### Exercise instructions
Write out again the lines from the one that contains "Locate every thick" through the one that contains "[3,39,155,115]", requests included, shifting every bounding box coordinate in the answers up by 54. Leave the pictures out.

===== Stored rows

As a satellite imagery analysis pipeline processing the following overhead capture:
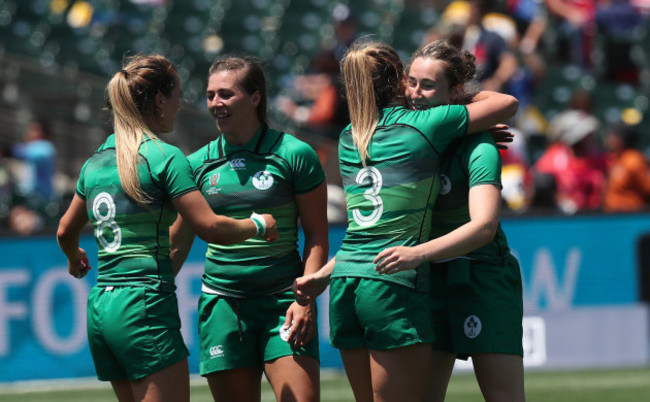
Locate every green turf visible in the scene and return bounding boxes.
[0,368,650,402]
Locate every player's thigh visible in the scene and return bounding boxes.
[258,290,320,364]
[425,350,456,402]
[111,378,135,402]
[339,348,373,402]
[132,359,190,402]
[264,355,320,402]
[88,286,189,381]
[330,277,433,350]
[198,293,262,376]
[472,353,525,402]
[206,366,262,402]
[370,343,431,401]
[448,259,523,356]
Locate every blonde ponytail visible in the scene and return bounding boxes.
[107,55,176,205]
[341,49,379,166]
[341,41,404,166]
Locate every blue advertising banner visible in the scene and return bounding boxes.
[0,214,650,382]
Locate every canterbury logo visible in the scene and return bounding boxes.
[230,158,246,169]
[210,345,223,357]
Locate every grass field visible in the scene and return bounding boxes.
[0,367,650,402]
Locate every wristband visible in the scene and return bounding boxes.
[251,212,266,236]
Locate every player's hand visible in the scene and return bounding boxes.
[488,124,515,149]
[291,271,330,306]
[284,302,316,347]
[374,246,422,274]
[262,214,280,241]
[68,247,90,279]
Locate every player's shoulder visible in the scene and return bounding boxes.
[267,129,315,159]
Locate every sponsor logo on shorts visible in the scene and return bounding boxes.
[253,170,273,190]
[210,345,223,359]
[230,158,246,170]
[440,173,451,195]
[463,314,483,339]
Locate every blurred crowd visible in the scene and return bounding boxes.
[0,0,650,235]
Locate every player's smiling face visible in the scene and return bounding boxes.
[406,57,452,109]
[206,70,260,135]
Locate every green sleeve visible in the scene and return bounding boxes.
[464,132,501,187]
[289,139,325,194]
[76,159,90,200]
[187,141,209,176]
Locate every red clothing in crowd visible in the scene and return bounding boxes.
[604,149,650,212]
[535,143,606,213]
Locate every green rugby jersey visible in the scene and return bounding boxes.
[188,127,325,296]
[332,105,469,290]
[431,132,510,265]
[77,134,196,288]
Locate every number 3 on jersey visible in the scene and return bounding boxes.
[352,166,384,226]
[93,192,122,253]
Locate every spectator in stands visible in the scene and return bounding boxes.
[375,37,525,402]
[294,41,517,401]
[277,51,350,145]
[443,0,518,91]
[546,0,596,70]
[534,110,605,214]
[275,50,350,223]
[13,119,56,211]
[325,3,359,61]
[57,55,277,402]
[603,123,650,212]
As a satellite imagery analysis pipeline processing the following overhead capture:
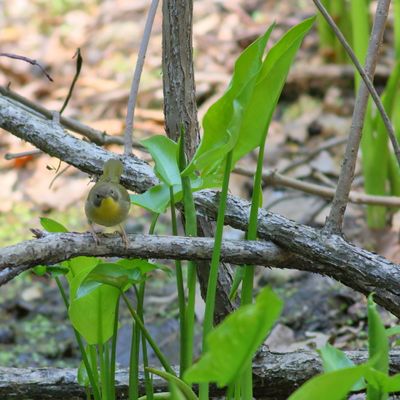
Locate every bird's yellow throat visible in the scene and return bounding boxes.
[95,197,121,221]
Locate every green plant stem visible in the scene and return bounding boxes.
[110,297,119,400]
[179,128,197,368]
[98,343,109,400]
[130,288,140,400]
[89,344,100,392]
[103,342,113,400]
[393,0,400,62]
[169,186,187,377]
[241,135,267,399]
[199,151,233,400]
[136,214,160,400]
[55,276,100,400]
[350,0,370,90]
[138,392,171,400]
[121,290,175,375]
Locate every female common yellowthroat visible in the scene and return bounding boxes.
[85,159,131,244]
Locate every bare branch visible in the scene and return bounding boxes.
[0,86,144,150]
[0,96,400,316]
[0,233,292,284]
[0,95,158,192]
[322,0,390,234]
[194,190,400,315]
[124,0,158,155]
[0,348,400,400]
[233,166,400,207]
[0,53,54,82]
[313,0,400,166]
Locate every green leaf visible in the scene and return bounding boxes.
[69,285,120,344]
[141,135,181,186]
[77,360,89,387]
[386,325,400,337]
[116,258,171,275]
[184,288,282,387]
[76,263,143,298]
[232,17,315,166]
[288,365,367,400]
[68,263,120,344]
[67,256,101,284]
[367,293,389,400]
[40,217,68,233]
[130,183,170,214]
[364,368,400,392]
[185,25,274,175]
[147,368,198,400]
[318,343,365,391]
[130,174,221,214]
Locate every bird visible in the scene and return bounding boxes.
[85,159,131,246]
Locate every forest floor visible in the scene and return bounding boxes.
[0,0,399,378]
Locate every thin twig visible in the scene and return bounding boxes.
[49,164,71,189]
[322,0,390,234]
[60,48,83,114]
[313,0,400,166]
[0,86,146,151]
[0,53,54,82]
[124,0,159,155]
[233,166,400,207]
[280,137,347,174]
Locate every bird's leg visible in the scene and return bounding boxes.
[118,224,129,249]
[89,221,100,245]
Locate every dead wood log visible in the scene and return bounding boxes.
[0,349,400,400]
[0,91,400,317]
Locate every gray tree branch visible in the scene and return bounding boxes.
[324,0,390,234]
[0,95,400,317]
[0,349,400,400]
[162,0,234,321]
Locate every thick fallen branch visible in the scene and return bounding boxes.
[194,190,400,317]
[0,223,400,317]
[0,350,400,400]
[0,233,294,284]
[0,91,400,317]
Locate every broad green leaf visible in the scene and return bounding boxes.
[367,293,389,400]
[67,256,101,283]
[130,174,221,214]
[318,343,365,391]
[68,285,120,344]
[185,25,274,175]
[141,135,181,186]
[386,325,400,337]
[288,365,367,400]
[40,217,68,233]
[147,368,198,400]
[76,263,143,298]
[364,368,400,399]
[232,17,315,166]
[184,288,282,387]
[77,360,89,387]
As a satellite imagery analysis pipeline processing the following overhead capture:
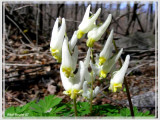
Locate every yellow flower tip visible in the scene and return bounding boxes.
[77,30,85,39]
[62,67,73,78]
[99,57,106,65]
[109,83,122,92]
[100,70,107,78]
[63,89,83,99]
[50,48,62,63]
[63,89,71,96]
[87,38,95,47]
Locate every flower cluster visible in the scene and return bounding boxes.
[50,5,130,99]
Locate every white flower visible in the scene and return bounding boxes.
[69,31,77,51]
[109,55,130,92]
[90,30,123,78]
[82,81,100,99]
[50,18,66,62]
[99,30,113,65]
[60,39,90,99]
[77,5,101,39]
[87,14,112,47]
[60,61,86,99]
[61,38,78,78]
[99,48,123,78]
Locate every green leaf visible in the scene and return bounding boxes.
[31,95,62,113]
[77,102,90,116]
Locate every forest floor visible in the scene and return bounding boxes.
[3,39,155,115]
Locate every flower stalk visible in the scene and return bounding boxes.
[113,40,134,117]
[73,97,78,116]
[90,48,94,115]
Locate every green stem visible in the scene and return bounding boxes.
[73,98,77,116]
[90,48,94,115]
[90,71,93,115]
[113,40,134,117]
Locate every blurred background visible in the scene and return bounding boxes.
[2,1,158,114]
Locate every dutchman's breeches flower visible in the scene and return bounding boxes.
[61,38,78,78]
[109,55,130,92]
[99,48,123,78]
[60,61,86,99]
[50,18,66,62]
[99,30,114,65]
[60,39,90,99]
[87,14,112,47]
[77,5,101,39]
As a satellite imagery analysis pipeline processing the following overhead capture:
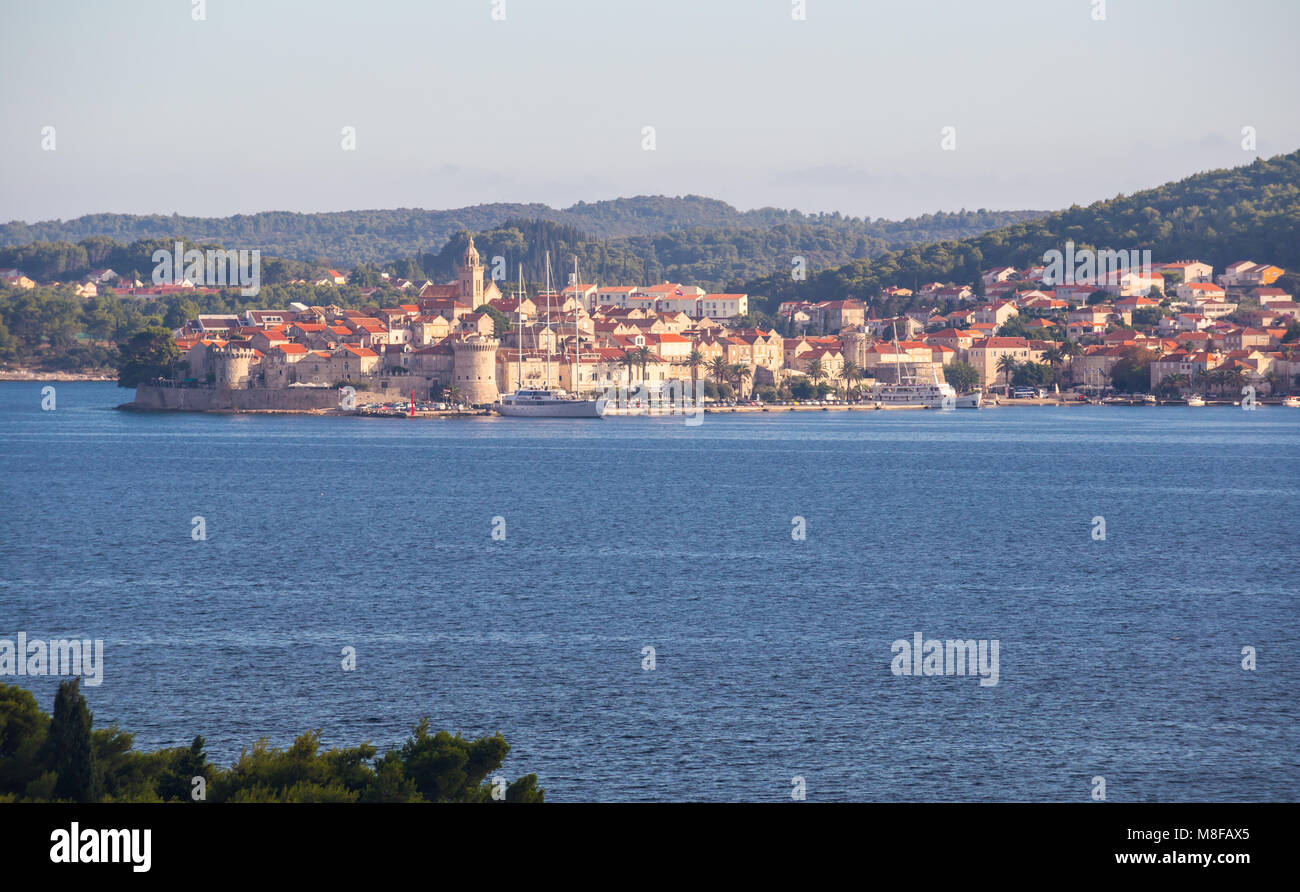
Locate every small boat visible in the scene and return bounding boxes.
[493,387,605,419]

==========

### Solution to this task
Locate every thick fallen branch visible in the scene and return bounding boxes.
[248,244,454,371]
[54,277,454,371]
[54,404,454,454]
[54,287,348,338]
[54,145,454,371]
Locate every broad green leaf visible in the scene and return bounding boxes.
[421,347,443,454]
[121,310,155,337]
[184,228,275,268]
[372,397,419,445]
[122,339,174,398]
[239,79,328,229]
[195,189,235,240]
[440,379,454,391]
[342,419,421,454]
[94,271,122,287]
[201,422,252,454]
[130,317,197,352]
[418,422,454,453]
[286,71,369,220]
[238,342,336,441]
[131,414,143,441]
As a satellite imagery analysis pipeline processing the following overhead capture:
Locate every yellow flower tip visible in the scene and return bounding boxes.
[131,84,139,93]
[116,121,127,132]
[153,111,160,119]
[163,137,176,146]
[154,124,161,132]
[117,143,137,153]
[104,102,116,117]
[117,143,125,150]
[141,92,149,101]
Locate every flower cluster visible in the scene and return bounding boxes.
[104,59,184,153]
Locate every white flower visible in the scene and return bounding boxes.
[123,85,131,105]
[163,109,184,146]
[144,84,177,132]
[136,135,154,153]
[104,72,120,116]
[153,84,167,119]
[114,93,144,153]
[131,59,155,93]
[141,68,166,101]
[114,115,140,153]
[115,92,132,132]
[153,102,177,132]
Locate every green leaf visible in the scene and return bounding boxes.
[85,149,116,167]
[131,156,144,170]
Locate every forest floor visible in the scene and return bounding boxes.
[57,93,209,169]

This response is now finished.